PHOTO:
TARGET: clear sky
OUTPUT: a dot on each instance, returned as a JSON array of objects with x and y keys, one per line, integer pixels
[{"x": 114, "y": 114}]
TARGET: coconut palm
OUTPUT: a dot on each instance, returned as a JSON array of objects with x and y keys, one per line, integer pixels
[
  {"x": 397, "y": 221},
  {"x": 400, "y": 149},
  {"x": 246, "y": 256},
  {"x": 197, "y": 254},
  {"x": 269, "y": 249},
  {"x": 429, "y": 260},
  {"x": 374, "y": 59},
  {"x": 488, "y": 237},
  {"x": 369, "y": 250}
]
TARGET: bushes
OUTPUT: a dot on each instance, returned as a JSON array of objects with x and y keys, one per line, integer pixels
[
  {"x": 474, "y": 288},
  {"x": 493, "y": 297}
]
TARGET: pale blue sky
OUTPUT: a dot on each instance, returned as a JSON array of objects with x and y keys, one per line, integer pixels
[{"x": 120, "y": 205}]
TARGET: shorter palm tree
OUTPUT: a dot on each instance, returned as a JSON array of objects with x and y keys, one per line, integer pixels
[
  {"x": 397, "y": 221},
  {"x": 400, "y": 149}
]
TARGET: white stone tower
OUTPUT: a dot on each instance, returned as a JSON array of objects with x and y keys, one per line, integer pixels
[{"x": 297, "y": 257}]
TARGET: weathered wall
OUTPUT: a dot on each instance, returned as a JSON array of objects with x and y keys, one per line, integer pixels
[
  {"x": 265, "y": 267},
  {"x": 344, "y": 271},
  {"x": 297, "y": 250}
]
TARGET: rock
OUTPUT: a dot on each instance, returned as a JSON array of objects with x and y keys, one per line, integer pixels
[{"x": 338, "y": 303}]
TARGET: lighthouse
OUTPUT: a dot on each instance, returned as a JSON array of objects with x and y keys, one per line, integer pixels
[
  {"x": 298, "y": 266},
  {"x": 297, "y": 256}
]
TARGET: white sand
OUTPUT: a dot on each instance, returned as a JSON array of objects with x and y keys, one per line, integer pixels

───

• **Exercise**
Update the listing from the line holding "TARGET: lighthouse" through its end, both included, so that "JSON array" becomes "JSON list" and nothing else changes. Return only those lines.

• **Exercise result**
TARGET: lighthouse
OUTPUT: a dot on each instance, returned as a JSON list of objects with x and y keys, one per line, integer pixels
[
  {"x": 298, "y": 266},
  {"x": 297, "y": 256}
]
TARGET: white sand
OUTPUT: a dot on each instance, returned as a JSON list of objects with x and y keys, one per line, integer pixels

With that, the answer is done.